__TASK TO CARRY OUT__:
Of the material below, only the lines from the line containing "Target: man on ladder" down to the line containing "Put a dot on the flower" belong in the answer, written out exactly.

────────────────────

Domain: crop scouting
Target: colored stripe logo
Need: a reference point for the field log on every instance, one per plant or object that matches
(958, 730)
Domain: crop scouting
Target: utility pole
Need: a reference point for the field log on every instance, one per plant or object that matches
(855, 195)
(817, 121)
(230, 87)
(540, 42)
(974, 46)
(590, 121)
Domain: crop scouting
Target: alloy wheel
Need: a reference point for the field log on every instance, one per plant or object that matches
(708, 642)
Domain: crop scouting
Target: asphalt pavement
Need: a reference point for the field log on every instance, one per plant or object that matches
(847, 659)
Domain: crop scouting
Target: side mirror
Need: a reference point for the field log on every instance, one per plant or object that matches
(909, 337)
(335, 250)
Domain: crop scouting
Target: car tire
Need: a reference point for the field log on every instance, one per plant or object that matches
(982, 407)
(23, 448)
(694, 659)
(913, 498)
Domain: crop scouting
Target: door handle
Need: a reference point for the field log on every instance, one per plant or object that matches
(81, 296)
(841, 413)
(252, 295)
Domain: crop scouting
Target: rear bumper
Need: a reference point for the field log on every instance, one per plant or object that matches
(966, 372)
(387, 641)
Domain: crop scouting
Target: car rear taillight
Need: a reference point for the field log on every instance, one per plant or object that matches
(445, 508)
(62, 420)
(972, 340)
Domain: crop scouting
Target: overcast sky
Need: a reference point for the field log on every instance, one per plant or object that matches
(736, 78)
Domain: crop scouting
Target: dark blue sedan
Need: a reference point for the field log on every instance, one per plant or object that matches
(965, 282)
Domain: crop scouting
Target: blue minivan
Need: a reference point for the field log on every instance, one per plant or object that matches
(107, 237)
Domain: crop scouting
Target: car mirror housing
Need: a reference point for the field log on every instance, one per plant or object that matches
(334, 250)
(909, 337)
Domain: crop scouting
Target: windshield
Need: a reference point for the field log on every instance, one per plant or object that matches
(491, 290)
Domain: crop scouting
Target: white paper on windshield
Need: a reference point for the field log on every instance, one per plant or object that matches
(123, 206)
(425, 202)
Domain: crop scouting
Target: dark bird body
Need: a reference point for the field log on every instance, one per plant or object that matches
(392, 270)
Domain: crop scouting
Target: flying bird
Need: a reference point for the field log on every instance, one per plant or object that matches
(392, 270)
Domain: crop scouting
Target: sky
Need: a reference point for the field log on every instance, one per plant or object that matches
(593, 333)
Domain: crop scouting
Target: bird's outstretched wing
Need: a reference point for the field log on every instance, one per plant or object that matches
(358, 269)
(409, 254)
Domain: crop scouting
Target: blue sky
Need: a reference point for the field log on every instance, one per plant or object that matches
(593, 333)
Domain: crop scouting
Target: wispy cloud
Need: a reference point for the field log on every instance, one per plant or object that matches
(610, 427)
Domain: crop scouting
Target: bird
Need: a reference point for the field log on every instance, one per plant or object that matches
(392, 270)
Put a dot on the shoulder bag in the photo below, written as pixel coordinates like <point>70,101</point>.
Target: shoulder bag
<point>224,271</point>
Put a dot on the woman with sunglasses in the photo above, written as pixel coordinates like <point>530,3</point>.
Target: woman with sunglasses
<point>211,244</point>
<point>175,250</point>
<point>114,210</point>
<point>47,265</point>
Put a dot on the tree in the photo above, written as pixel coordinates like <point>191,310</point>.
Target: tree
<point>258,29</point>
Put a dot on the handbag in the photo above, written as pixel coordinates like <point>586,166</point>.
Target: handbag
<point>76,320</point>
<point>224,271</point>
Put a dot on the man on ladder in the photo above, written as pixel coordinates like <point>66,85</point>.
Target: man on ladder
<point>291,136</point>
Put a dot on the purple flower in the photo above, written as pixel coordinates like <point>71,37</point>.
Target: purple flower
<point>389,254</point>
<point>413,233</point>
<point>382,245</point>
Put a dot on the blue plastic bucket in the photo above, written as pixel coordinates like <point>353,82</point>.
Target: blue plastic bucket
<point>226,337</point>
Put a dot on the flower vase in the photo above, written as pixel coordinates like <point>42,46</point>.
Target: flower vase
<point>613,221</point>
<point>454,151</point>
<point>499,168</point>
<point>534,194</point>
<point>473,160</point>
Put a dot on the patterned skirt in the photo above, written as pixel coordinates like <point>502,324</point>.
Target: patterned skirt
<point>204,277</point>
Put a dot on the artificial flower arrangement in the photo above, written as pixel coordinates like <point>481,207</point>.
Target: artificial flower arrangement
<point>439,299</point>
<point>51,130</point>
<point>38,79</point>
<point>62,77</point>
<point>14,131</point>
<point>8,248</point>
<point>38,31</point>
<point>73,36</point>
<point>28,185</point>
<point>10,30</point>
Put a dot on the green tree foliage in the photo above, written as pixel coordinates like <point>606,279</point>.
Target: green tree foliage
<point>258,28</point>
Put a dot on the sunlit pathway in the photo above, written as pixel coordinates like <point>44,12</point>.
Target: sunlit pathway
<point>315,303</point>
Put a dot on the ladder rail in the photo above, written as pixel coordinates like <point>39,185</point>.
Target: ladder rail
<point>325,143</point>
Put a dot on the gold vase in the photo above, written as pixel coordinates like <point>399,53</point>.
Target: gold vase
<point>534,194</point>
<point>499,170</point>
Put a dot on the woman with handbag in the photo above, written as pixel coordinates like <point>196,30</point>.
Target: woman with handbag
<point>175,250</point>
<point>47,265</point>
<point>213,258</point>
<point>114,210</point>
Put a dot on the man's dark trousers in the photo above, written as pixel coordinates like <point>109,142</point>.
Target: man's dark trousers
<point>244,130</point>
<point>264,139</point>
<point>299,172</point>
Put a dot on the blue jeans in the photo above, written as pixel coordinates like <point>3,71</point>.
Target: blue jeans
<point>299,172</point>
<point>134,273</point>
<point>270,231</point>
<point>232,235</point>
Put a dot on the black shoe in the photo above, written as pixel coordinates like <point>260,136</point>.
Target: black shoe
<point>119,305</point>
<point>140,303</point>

────────────────────

__SOLUTION TO THE PROBLEM__:
Target: man on ladder
<point>291,136</point>
Put a dot on the purple flower in the photo above, written as pixel coordinates like <point>71,37</point>.
Target: purple flower
<point>389,254</point>
<point>413,233</point>
<point>382,245</point>
Put a dot on the blue plastic bucket in the photo above, written as pixel coordinates like <point>353,82</point>.
Target: blue plastic bucket
<point>226,337</point>
Put a dot on the flower vase in the photo above, written as pixel coordinates like <point>42,46</point>.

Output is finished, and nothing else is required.